**EXCERPT**:
Ronnie Nijmeh interviewed Marc Warnke, the Family First Entrepreneur earlier. Read Part 1 of the Family First Entrepreneur interview.
Interview with Marc Warnke
Q: You say that you’re a “Family First Entrepreneur.” What does that mean?
A: I think that this is best explained through an excerpt from my book.
The Family First Entrepreneur
In the introduction, I mentioned that I was on the path to being a Family First Entrepreneur. These three words came from a brainstorming session I had while on a road trip. I was trying to come up with a “simple idea” that cut to the marrow of how I see myself as a person. When I voiced the words, “Family First Entrepreneur,” I realized I had created a statement that was simple enough and powerful enough to create a movement.
A Family First Entrepreneur is someone with an entrepreneurial mindset who keeps his or her family first.
As we look more deeply into this definition, we must acknowledge that when business people put their families first, those two elements—business and family—affect one another in profound ways. For example, when I want time with my kids, that choice relates to and has a direct effect on the time I spend on business and other endeavors.

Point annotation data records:

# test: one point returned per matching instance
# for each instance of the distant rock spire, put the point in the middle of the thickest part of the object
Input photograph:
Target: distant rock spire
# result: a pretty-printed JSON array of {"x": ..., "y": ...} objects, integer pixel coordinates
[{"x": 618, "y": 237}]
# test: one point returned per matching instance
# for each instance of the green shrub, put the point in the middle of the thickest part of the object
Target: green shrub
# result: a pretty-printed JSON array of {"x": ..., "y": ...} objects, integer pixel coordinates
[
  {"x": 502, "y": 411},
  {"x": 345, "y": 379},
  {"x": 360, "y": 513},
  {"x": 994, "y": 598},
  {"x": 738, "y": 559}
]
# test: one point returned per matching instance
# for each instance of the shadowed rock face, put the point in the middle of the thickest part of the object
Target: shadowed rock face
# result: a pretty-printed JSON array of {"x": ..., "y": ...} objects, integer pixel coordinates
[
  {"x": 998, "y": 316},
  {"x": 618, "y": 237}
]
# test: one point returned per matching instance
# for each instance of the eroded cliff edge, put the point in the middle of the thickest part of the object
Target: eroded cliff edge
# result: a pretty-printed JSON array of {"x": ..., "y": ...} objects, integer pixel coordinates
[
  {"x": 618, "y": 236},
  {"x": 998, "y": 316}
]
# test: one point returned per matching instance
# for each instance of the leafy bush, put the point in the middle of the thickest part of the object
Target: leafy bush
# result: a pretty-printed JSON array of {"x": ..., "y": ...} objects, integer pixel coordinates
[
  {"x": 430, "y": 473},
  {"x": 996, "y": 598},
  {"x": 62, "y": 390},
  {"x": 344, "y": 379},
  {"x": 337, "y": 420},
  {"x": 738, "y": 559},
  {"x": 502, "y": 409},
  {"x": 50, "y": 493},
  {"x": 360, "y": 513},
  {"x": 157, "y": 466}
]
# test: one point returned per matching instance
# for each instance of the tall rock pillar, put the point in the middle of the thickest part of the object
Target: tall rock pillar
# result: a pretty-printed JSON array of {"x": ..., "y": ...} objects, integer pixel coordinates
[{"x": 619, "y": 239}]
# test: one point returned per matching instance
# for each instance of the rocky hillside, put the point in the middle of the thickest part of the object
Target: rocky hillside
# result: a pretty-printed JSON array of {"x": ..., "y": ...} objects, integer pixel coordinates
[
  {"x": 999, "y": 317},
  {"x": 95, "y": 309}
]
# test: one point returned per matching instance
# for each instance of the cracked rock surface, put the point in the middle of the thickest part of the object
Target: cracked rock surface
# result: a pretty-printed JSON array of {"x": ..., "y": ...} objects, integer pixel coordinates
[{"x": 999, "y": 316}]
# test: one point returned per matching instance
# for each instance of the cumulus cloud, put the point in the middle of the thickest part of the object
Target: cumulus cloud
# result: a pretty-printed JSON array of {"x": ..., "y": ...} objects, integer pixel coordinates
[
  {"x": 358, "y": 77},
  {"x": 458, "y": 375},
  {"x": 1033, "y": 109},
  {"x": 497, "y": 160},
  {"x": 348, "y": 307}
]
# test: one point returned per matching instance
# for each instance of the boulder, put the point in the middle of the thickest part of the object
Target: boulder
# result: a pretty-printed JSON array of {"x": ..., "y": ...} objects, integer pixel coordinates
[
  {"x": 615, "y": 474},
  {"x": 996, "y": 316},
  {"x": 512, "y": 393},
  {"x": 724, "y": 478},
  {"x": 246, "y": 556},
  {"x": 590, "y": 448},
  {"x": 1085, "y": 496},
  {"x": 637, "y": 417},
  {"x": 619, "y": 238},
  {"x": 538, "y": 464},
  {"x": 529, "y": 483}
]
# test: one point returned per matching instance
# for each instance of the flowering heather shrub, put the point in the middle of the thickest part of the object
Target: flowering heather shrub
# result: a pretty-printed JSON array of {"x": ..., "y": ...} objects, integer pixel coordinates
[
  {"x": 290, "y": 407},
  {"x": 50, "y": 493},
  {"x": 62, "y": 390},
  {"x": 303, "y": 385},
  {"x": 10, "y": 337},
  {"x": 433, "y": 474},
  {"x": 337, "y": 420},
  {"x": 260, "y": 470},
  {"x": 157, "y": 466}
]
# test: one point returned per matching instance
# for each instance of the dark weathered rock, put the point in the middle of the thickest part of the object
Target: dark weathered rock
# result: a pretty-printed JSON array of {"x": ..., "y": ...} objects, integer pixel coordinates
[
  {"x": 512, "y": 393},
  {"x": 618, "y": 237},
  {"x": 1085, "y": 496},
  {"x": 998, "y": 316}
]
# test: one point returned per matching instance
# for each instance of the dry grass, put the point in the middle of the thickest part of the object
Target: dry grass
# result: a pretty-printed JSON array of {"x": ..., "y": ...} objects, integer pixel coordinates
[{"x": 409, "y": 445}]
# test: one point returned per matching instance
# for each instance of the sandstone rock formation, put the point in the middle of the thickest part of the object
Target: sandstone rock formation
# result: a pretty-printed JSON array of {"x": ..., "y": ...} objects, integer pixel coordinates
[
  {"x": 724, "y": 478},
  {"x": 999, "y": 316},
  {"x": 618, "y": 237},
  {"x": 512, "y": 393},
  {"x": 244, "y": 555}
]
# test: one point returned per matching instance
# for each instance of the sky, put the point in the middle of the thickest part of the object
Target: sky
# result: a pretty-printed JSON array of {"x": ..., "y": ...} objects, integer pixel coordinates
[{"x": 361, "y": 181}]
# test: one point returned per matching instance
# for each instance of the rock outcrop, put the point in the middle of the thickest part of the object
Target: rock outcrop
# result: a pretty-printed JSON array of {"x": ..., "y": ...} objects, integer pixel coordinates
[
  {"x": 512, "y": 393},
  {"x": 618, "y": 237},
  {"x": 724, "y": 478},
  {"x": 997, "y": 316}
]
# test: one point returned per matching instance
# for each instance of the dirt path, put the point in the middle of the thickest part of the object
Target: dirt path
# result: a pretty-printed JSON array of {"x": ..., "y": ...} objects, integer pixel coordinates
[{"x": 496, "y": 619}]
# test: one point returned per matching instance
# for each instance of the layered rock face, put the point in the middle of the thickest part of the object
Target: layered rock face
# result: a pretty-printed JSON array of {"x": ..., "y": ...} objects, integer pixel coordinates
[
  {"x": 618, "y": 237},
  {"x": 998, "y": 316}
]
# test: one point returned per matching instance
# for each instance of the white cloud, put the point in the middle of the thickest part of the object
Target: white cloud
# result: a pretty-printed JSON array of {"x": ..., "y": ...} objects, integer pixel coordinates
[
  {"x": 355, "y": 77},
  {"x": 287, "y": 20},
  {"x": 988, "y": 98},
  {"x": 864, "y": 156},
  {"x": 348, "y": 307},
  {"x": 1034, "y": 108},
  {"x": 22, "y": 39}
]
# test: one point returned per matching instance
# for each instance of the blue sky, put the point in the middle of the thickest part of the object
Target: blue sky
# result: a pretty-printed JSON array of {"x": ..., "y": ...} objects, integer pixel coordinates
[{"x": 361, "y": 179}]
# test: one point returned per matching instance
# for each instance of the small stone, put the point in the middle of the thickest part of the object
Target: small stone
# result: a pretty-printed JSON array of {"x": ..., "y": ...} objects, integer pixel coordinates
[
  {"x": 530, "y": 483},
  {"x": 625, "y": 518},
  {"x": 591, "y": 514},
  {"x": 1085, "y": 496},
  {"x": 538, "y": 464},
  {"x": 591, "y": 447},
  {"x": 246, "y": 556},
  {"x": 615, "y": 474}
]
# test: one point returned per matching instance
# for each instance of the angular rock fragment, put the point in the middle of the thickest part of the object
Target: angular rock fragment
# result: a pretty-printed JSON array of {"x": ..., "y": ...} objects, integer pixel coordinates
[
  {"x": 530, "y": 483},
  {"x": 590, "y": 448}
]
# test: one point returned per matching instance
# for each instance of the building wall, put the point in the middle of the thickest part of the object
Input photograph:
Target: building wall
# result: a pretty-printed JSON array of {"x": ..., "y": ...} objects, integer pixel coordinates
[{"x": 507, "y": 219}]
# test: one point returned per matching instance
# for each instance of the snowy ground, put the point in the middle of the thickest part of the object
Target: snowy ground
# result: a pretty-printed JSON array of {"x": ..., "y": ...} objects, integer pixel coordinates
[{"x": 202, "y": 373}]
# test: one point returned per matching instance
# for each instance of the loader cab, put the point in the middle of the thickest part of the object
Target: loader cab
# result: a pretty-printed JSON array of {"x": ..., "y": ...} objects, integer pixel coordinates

**THE PROBLEM**: In the Marc Warnke interview, condense the paragraph beginning "In the introduction, I mentioned" into a short bulleted list that keeps its main facts.

**THE ANSWER**:
- The introduction mentioned being on the path to becoming a Family First Entrepreneur.
- The three words came from a brainstorming session on a road trip.
- The aim was a simple idea capturing the core of how the author sees himself as a person.
- On saying "Family First Entrepreneur" aloud, the author saw it as simple and powerful enough to create a movement.